REQUIREMENT>
Quote the entire listing below verbatim, reproducing every line without alteration.

Pointing records for named objects
* * * * * * * * *

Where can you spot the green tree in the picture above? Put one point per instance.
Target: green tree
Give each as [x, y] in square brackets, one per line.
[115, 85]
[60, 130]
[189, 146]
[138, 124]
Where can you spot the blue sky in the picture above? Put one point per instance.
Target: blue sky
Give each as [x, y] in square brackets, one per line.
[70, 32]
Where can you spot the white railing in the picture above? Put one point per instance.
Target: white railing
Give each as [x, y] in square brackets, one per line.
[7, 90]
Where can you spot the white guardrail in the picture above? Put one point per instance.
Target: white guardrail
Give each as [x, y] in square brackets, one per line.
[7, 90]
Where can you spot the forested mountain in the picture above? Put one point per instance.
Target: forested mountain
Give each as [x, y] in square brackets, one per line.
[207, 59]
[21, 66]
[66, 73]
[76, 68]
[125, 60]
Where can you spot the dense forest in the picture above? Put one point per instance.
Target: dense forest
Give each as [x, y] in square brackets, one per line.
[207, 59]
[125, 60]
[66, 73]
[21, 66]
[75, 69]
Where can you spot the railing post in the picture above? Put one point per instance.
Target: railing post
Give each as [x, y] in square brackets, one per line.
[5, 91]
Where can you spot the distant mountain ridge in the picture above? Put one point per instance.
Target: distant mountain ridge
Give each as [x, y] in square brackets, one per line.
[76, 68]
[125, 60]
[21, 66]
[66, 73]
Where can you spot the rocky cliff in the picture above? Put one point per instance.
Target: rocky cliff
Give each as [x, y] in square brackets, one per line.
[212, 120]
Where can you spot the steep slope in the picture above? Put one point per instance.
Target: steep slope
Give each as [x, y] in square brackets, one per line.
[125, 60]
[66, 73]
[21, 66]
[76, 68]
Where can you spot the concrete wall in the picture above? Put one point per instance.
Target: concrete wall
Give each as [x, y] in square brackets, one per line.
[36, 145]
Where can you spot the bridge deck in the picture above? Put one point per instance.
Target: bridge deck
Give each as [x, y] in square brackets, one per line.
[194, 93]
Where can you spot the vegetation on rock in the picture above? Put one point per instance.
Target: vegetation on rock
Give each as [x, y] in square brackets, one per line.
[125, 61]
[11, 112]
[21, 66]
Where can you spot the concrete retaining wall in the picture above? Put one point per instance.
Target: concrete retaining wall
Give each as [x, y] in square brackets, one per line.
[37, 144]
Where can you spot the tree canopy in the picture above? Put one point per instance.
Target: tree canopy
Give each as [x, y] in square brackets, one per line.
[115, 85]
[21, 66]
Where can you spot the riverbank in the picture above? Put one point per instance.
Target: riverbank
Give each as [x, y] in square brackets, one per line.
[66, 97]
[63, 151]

* * * * * * * * *

WRITTEN SOLUTION>
Where can you spot the green tree in the picture above? Put one point per instance.
Target: green tree
Give each as [x, y] in square brackets, one per line.
[115, 85]
[60, 130]
[189, 146]
[138, 124]
Where can you spot the blue sky in the picture above? Put one point per instance.
Target: blue sky
Give each as [x, y] in square brackets, one per line.
[70, 32]
Where can you spot the white railing in the picture above? Put one point per instance.
Target: white railing
Give each as [x, y] in square brackets, one per line.
[7, 90]
Where can you spot the white guardrail in the picture above? Put one point per instance.
Target: white guardrail
Give each as [x, y] in square brackets, one per line.
[7, 90]
Where can you spot the forested mountain in the picture above? Put one point per instance.
Target: forested mountain
Give each as [x, y] in square brackets, one per line.
[207, 59]
[21, 66]
[66, 73]
[76, 68]
[125, 60]
Where can you spot the dense forest in the picture above? Put one point per instance.
Target: dense forest
Give each as [x, y] in square brackets, one per line.
[207, 59]
[125, 60]
[66, 73]
[21, 66]
[75, 69]
Where can you spot the railing post in the picture above? Put one point per instance.
Target: railing post
Give each as [x, y] in square brackets, one per line.
[5, 91]
Where can you spot the distant mountain ridge in the picture above? Put one point per instance.
Target: distant mountain ridge
Give each as [x, y] in square brackets, one per line.
[76, 68]
[125, 60]
[21, 66]
[66, 73]
Where can you spot the rocky cliff in the picture above? Put one point per instance.
Target: rocky cliff
Give each as [x, y] in square brackets, one per line.
[212, 120]
Where can you spot the steep slope in the picture above? Put one point per instance.
Target: steep slope
Give each as [x, y] in square brackets, one per line.
[125, 60]
[66, 73]
[21, 66]
[76, 68]
Where can you spot the concrete wall in the picture above? Put one point per instance.
Target: concrete wall
Give each as [x, y] in square brackets, one per line.
[36, 145]
Where can you spot the bridge deck in the picture above? Put one point per instance.
Target: bridge deck
Give each as [x, y] in square brackets, one per line.
[194, 93]
Where can you spot the vegetation on rock in the picture above? Put one point per instance.
Target: vegetation on rock
Give each as [x, y] in square brackets, one per line.
[125, 61]
[11, 112]
[21, 66]
Where can you spot the concrete retaining wall in the picture above? Put one point per instance.
Target: concrete retaining wall
Give each as [x, y] in square brackets, one per line.
[37, 144]
Where can you spot the tree canopy in the picture above? Put one point per instance.
Target: tree canopy
Give each as [x, y] in square brackets, one per line.
[115, 85]
[21, 66]
Where can you spot the riverbank in the picture above? Put one point per instance.
Target: riverbank
Give each as [x, y] in square brackets, one per line.
[66, 97]
[63, 151]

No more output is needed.